# TASK DIRECTIONS
Can you lay out every line of the listing below as a Markdown table with the columns Row and Line, numbering the rows and leaving out blank lines?

**** EXERCISE MATERIAL

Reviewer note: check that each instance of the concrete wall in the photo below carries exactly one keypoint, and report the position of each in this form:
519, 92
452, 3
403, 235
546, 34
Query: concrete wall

********

# TASK SOLUTION
| Row | Line |
|---|---|
| 1 | Reviewer note: check that each instance of the concrete wall in the photo below carries exactly one keypoint, and report the position of each in this form: |
| 2 | 519, 92 |
| 3 | 452, 3 |
| 4 | 403, 235 |
| 5 | 546, 34 |
| 6 | Query: concrete wall |